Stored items

>> start

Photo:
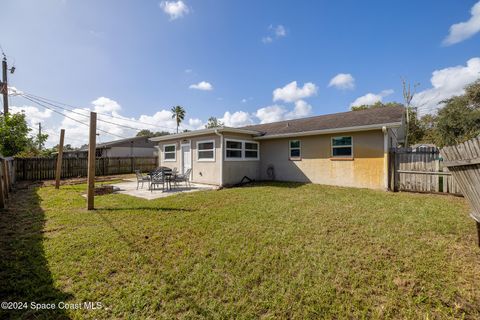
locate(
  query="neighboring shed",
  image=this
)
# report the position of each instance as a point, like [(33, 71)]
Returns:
[(130, 147)]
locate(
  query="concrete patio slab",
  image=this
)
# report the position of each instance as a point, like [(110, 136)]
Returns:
[(129, 187)]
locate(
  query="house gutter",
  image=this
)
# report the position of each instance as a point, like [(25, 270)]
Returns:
[(385, 156), (221, 155), (328, 131)]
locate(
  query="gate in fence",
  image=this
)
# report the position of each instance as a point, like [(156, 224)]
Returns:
[(463, 160), (44, 168), (420, 170)]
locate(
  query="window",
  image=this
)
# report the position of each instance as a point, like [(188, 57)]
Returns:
[(233, 149), (251, 150), (169, 152), (241, 150), (295, 149), (206, 150), (342, 147)]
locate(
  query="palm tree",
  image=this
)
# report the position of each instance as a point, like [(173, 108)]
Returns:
[(178, 113)]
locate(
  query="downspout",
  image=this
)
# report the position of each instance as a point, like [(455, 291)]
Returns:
[(221, 156), (385, 157)]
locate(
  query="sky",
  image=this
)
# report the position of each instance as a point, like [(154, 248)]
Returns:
[(244, 62)]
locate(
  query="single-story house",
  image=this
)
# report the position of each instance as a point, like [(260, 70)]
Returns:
[(343, 149), (130, 147)]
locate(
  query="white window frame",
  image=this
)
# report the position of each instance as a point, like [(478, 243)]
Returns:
[(344, 146), (242, 150), (290, 150), (198, 151), (174, 152)]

>> end

Starting at the beginning of the items and ending at the line that contains "[(244, 62)]", switch "instance" to "occurrence" and give those lines again with all else unchanged. Leave the pictures out of your answer.

Photo:
locate(
  query="neighboring shed",
  image=this
)
# report the position of each occurrence as a point, like [(33, 71)]
Returns:
[(130, 147)]
locate(
  query="concrete patio slab",
  image=this
)
# report the position of each occurrence as a point, like [(110, 136)]
Returns:
[(129, 187)]
locate(
  query="house gutter",
  image=this
)
# report the position of each occurrence as a point, like [(25, 270)]
Returns:
[(385, 156), (221, 155), (328, 131)]
locate(
  query="gate in fence",
  image=this
)
# report the position of each occurrence as a point, like [(156, 224)]
Returns:
[(463, 160), (44, 168), (420, 170)]
locate(
  query="window",
  image=this
)
# report the position of each occurrence as a point, like [(188, 57)]
Returns:
[(233, 149), (251, 150), (169, 152), (241, 150), (295, 149), (206, 150), (342, 147)]
locate(
  query="palm tree",
  image=this
)
# report the position of each occurrence as a point, like [(173, 108)]
Returns:
[(178, 113)]
locate(
  query="downspout",
  image=this
)
# report the position of each occurrence as a point, like [(455, 291)]
Returns:
[(221, 156), (385, 157)]
locate(
  query="sky",
  image=this
)
# report the position of each occurrence as a point, like [(154, 248)]
Returns:
[(244, 62)]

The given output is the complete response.